## Prompt
Answer these questions from the text on donating old nursing books, each on its own line:
(a) Who can use textbooks given to a local or college library?
(b) Who delivers the donations sent through Medscape to Iraq?
(c) Which website shows sample destinations for sending books?

## Reading text
If you remember the sticker shock you experienced when writing the check for your nursing texts, you might feel badly about the idea of those materials languishing on your bookshelves. Sure, you intend to refer to them. But because of the rapid speed at which medical science evolves, it doesn’t take long for technical books to become obsolete. Find a home for your collection in surprisingly obvious places—spots where others may treasure them perhaps even more than you do.
Help out your local or college library by donating old or outdated nursing books to their collections. Community members or students doing research can use your textbooks for reports and homework. Drop by the stacks on occasion to visit your books if you need a point of reference or just want to stroke the cover of an old friend.
Become an international benefactor by donating your nursing texts to Medscape, a website that acts as a conduit between texts and healthcare personnel in Iraq. Your old texts will be prized by health care workers who have an “utter absence of modern medical texts” in the war-ravaged nation. Since members of the U.S. military deliver all donations, your donation will also help bridge hearts and minds, a goal of the region’s allied forces.
Send your books to nonprofit organizations that distribute texts to impoverished nations whose medical personnel and students are grateful for any resources they can get. Check out representative destinations on the University of Buffalo website, an institution committed to finding homes for texts in Africa, the Pacific Rim, South America, Europe and Russia. Choose the destination you like, fill out the book donation form and send off your texts.

## Material supplied

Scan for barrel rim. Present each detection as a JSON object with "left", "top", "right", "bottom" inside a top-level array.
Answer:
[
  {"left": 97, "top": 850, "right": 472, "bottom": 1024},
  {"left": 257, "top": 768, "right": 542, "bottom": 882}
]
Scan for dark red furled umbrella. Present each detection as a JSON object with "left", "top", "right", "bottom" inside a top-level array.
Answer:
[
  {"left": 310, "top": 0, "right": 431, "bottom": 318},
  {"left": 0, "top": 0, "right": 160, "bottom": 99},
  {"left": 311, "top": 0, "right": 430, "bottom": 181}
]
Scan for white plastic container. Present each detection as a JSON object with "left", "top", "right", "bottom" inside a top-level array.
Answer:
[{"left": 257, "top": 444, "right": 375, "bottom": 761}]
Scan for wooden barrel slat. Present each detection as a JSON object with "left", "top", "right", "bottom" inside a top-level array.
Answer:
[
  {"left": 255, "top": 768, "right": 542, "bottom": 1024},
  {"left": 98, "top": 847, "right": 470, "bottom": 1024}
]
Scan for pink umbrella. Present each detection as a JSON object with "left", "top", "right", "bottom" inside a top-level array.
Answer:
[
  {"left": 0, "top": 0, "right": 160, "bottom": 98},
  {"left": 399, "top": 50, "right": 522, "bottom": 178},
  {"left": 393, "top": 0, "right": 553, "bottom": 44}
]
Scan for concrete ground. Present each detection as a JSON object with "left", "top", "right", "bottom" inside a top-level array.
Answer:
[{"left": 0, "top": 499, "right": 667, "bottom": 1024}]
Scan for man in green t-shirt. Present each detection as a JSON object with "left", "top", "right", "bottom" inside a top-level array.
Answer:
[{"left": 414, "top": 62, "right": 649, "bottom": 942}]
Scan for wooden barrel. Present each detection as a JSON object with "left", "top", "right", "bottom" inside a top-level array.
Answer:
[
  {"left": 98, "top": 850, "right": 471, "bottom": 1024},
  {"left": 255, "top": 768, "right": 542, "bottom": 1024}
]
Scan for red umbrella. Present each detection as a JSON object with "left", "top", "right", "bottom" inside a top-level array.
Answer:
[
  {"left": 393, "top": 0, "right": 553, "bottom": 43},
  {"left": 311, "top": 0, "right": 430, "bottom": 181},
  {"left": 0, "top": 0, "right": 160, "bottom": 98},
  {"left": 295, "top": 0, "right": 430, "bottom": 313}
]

## Finished exercise
(a) Community members or students doing research.
(b) Members of the U.S. military.
(c) The University of Buffalo website.